An Undergraduate Curriculum in Mathematics


Dr. Alexander Coward

Senior Director of Studies in Mathematics


This curriculum is intended for students who want to learn mathematics to the standard of someone graduating as a math major from a top university. 

Topics range from classical geometry dating back to Ancient Greece, through pioneering work done in the 17th, 18th and 19th centuries, to modern mathematics that forms the foundations of current research. 

The course of study balances pure mathematical topics like Galois Theory and Geometry with elements of applied mathematics like Fluid Mechanics and Statistical Mechanics. It also covers important topics in mathematical physics such as Special Relativity and Quantum Theory, as well as topics in theoretical computer science and the mathematical foundations of Machine Learning and Blockchain.

**Excerpted records:**

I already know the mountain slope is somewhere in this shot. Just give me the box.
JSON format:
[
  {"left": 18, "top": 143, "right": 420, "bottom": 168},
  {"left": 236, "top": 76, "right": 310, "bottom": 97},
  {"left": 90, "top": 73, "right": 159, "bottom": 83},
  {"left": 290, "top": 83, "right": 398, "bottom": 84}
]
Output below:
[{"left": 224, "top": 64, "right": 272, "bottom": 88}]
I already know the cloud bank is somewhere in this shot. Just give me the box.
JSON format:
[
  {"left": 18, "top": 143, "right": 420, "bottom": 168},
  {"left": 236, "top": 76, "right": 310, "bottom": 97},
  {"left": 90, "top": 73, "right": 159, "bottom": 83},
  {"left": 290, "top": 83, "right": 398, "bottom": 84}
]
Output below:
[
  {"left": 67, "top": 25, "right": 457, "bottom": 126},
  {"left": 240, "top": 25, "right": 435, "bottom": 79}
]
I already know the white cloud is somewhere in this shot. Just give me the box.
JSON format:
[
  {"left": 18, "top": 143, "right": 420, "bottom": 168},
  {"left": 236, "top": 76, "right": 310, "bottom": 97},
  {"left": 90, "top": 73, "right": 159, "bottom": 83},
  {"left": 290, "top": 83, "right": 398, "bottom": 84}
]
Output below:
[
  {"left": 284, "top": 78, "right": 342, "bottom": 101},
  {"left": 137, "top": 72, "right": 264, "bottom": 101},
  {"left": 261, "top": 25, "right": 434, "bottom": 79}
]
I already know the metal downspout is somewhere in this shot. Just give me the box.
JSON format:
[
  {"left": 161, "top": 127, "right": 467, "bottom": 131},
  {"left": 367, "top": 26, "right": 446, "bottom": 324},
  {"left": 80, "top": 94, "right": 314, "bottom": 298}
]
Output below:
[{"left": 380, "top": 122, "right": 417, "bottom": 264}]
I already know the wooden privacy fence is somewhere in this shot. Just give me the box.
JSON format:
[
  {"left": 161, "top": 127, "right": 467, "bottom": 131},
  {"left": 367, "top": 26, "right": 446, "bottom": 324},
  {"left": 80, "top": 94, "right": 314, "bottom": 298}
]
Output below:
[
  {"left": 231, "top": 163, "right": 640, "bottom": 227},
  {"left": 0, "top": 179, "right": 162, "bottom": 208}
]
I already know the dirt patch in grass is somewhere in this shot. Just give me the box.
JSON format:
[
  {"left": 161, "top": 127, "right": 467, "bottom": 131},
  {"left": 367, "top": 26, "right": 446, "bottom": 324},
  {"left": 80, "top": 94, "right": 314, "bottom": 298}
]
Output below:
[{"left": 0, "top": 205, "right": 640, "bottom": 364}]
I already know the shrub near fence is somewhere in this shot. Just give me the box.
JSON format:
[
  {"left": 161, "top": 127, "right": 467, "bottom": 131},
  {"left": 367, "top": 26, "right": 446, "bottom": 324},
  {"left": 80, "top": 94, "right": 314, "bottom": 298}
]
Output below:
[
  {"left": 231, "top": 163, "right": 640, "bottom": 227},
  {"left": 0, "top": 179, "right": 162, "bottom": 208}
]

**How to complete this task:** Copy the passage of the mathematics curriculum description starting at "An Undergraduate Curriculum" and ending at "Learning and Blockchain.". Rely only on the mathematics curriculum description, not on the records.

**Answer box:**
An Undergraduate Curriculum in Mathematics


Dr. Alexander Coward

Senior Director of Studies in Mathematics


This curriculum is intended for students who want to learn mathematics to the standard of someone graduating as a math major from a top university. 

Topics range from classical geometry dating back to Ancient Greece, through pioneering work done in the 17th, 18th and 19th centuries, to modern mathematics that forms the foundations of current research. 

The course of study balances pure mathematical topics like Galois Theory and Geometry with elements of applied mathematics like Fluid Mechanics and Statistical Mechanics. It also covers important topics in mathematical physics such as Special Relativity and Quantum Theory, as well as topics in theoretical computer science and the mathematical foundations of Machine Learning and Blockchain.